[start of STORED RECORDS]

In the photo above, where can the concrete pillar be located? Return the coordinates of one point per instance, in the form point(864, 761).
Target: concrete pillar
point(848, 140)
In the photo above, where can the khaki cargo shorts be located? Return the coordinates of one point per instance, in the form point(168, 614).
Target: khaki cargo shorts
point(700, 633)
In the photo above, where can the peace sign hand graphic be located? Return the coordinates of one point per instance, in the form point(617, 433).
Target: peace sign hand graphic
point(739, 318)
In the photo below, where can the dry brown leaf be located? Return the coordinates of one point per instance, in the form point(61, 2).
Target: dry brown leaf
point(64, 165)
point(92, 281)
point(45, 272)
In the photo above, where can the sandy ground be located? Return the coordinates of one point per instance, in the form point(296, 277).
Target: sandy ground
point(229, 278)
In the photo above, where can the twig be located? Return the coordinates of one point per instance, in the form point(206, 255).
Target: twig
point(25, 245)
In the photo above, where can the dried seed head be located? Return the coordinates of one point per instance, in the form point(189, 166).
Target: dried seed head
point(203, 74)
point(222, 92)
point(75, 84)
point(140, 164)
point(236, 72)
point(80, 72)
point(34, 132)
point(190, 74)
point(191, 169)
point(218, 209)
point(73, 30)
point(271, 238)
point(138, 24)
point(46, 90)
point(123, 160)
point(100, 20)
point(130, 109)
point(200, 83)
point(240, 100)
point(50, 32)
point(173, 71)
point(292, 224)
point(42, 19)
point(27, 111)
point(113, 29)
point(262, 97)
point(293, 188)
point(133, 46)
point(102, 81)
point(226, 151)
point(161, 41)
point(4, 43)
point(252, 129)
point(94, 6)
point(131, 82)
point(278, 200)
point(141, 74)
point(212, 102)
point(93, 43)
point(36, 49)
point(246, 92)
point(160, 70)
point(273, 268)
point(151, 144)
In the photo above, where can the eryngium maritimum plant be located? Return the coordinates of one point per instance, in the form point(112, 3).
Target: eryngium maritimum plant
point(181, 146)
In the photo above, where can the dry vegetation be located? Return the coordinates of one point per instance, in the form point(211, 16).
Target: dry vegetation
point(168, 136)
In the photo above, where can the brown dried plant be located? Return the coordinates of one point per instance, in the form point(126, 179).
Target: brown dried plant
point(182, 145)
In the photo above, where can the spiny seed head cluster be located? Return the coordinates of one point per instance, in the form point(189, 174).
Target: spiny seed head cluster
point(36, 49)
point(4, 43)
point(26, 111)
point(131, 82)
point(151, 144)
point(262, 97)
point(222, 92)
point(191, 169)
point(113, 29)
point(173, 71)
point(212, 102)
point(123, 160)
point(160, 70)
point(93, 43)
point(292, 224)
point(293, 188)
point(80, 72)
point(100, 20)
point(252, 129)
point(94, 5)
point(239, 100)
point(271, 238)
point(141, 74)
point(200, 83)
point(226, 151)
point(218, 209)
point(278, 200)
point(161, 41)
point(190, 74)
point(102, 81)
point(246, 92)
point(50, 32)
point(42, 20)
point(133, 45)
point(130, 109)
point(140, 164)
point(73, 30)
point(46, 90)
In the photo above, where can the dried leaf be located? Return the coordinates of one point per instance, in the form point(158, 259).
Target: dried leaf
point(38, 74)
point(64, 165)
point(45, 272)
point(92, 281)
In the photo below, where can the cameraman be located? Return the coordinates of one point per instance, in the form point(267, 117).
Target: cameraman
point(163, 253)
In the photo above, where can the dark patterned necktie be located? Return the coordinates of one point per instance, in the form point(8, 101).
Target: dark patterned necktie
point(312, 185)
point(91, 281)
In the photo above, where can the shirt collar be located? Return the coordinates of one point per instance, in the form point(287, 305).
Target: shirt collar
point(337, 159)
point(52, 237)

[end of STORED RECORDS]

REQUIRED WORK: Transcribe every entry exactly, omitting nothing.

THE SOLUTION:
In the photo above, where can the concrete pillar be located? Return the coordinates of one point per instance, in the form point(864, 761).
Target: concrete pillar
point(848, 140)
In the photo above, where can the khaki cargo shorts be located? Return the coordinates of one point per instance, in the form point(168, 614).
Target: khaki cargo shorts
point(700, 633)
In the photo above, where can the peace sign hand graphic be located? Return the coordinates of one point per instance, in the form point(617, 433).
Target: peace sign hand graphic
point(739, 318)
In the photo below, where can the dry brown leaf be located? Return the coordinates of one point per instance, in the form point(61, 2).
Target: dry brown leaf
point(64, 165)
point(92, 281)
point(45, 272)
In the photo above, where can the sandy ground be located? Return the coordinates of one point per instance, in the form point(296, 277).
Target: sandy ground
point(229, 278)
In the photo above, where can the twig be located? Return the coordinates of one point per instance, in the form point(206, 255).
Target: twig
point(25, 245)
In the photo above, where can the dried seed head be located? Return the coordinates of one point per instance, in the form point(189, 166).
Target: dried seed head
point(203, 74)
point(222, 92)
point(75, 84)
point(140, 164)
point(236, 72)
point(80, 72)
point(34, 132)
point(190, 74)
point(191, 169)
point(218, 209)
point(73, 30)
point(271, 238)
point(138, 24)
point(46, 90)
point(123, 160)
point(100, 20)
point(130, 109)
point(200, 83)
point(240, 100)
point(50, 32)
point(173, 71)
point(292, 224)
point(42, 19)
point(27, 111)
point(113, 29)
point(262, 97)
point(293, 188)
point(133, 46)
point(102, 81)
point(226, 151)
point(161, 41)
point(4, 43)
point(252, 129)
point(94, 6)
point(131, 82)
point(278, 200)
point(141, 74)
point(212, 102)
point(93, 43)
point(36, 49)
point(246, 92)
point(160, 70)
point(273, 268)
point(151, 144)
In the photo above, where can the eryngium maritimum plant be located? Return the coordinates of one point per instance, in the form point(112, 3).
Target: eryngium maritimum plant
point(181, 146)
In the photo above, where can the dry vegetation be located? Return the coordinates of one point per instance, in the form point(211, 16).
Target: dry vegetation
point(168, 136)
In the photo above, where can the brown dried plant be located? Return the coordinates of one point per instance, in the form point(126, 179).
Target: brown dried plant
point(182, 145)
In the photo above, where can the spiny seed head cluster be located? Return the coordinates of one point per instance, in the form point(189, 174).
Target: spiny seed head cluster
point(36, 49)
point(4, 43)
point(26, 111)
point(131, 82)
point(151, 144)
point(262, 97)
point(222, 92)
point(191, 169)
point(113, 29)
point(173, 71)
point(212, 102)
point(123, 160)
point(160, 70)
point(93, 43)
point(292, 224)
point(293, 188)
point(80, 72)
point(100, 20)
point(252, 129)
point(94, 5)
point(239, 100)
point(271, 238)
point(141, 74)
point(200, 83)
point(226, 151)
point(218, 209)
point(278, 200)
point(161, 41)
point(190, 74)
point(102, 81)
point(246, 92)
point(50, 32)
point(42, 20)
point(133, 45)
point(130, 109)
point(140, 164)
point(73, 30)
point(46, 90)
In the photo above, where can the dried leaf be located? Return the coordinates of one point per instance, in the form point(158, 259).
Target: dried leaf
point(38, 74)
point(64, 165)
point(45, 272)
point(92, 281)
In the photo below, where can the cameraman be located? Return the coordinates of one point per instance, in the form point(267, 117).
Target: cameraman
point(163, 253)
In the photo above, where can the dark patterned necktie be located? Return the coordinates of one point per instance, in the form point(8, 101).
Target: dark patterned necktie
point(312, 185)
point(91, 281)
In the photo above, where can the shirt collar be located? Return the coordinates of one point per instance, in the form point(287, 305).
Target: shirt collar
point(337, 159)
point(52, 237)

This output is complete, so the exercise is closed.